RECORDS FOR THE TASK
----

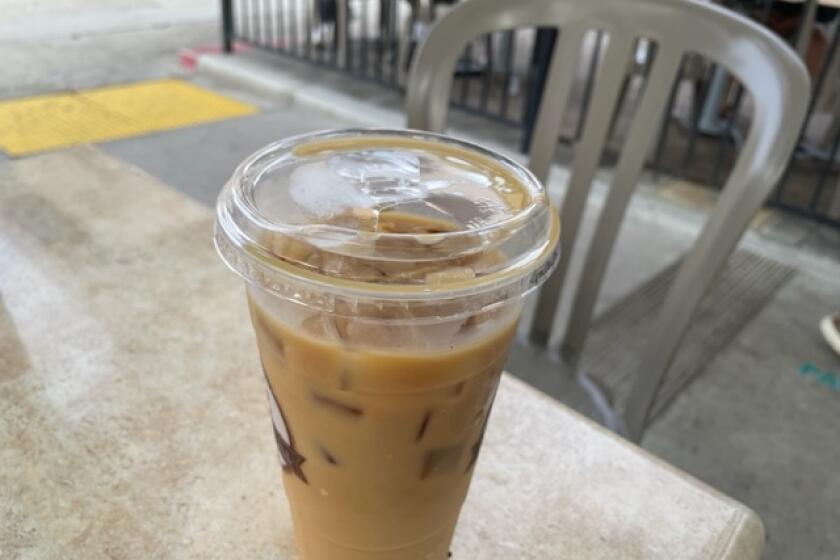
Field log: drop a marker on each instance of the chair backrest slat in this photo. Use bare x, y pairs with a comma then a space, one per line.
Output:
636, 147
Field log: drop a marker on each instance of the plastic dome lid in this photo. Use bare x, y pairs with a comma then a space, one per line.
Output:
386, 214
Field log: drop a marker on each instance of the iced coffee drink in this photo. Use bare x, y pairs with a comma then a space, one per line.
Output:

----

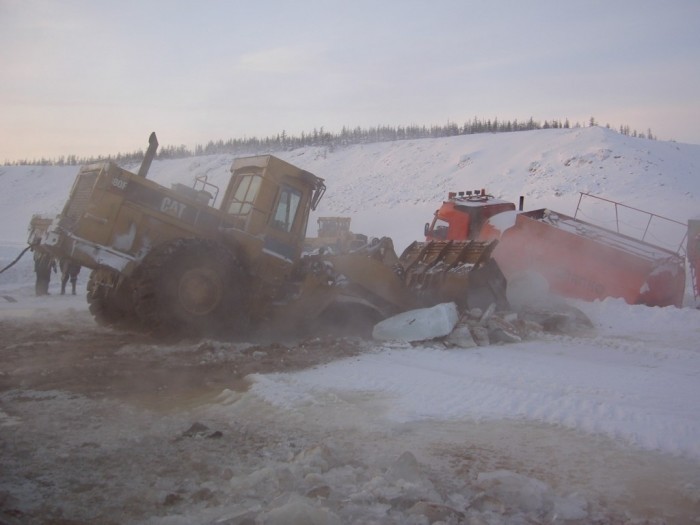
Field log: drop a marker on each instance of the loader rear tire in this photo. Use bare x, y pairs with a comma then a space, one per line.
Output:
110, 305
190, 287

----

OBJECTIVE
Locate each line in the records that contains the word "with" and copy those lines out in full. Case counts, so match capital and lowercase letters exactly.

RESULT FOR THIS TASK
Field log: drop a marker on each instance of the chair backrest slat in this photo. Use bare x, y pairs with a comma then a space, one per line.
Field log: drop a marker on each instance of the plastic dome lid in this photo. Use bare x, y pairs with a comma then a space, one per line.
Field log: drop a marker on each instance of the iced coffee drink in this photo. Use bare x, y pairs with a comma then a space, one per line.
Field log: drop a marker on each instance of the loader rear tire in this photo. Use bare x, y pairs with a comma then a space, one per line.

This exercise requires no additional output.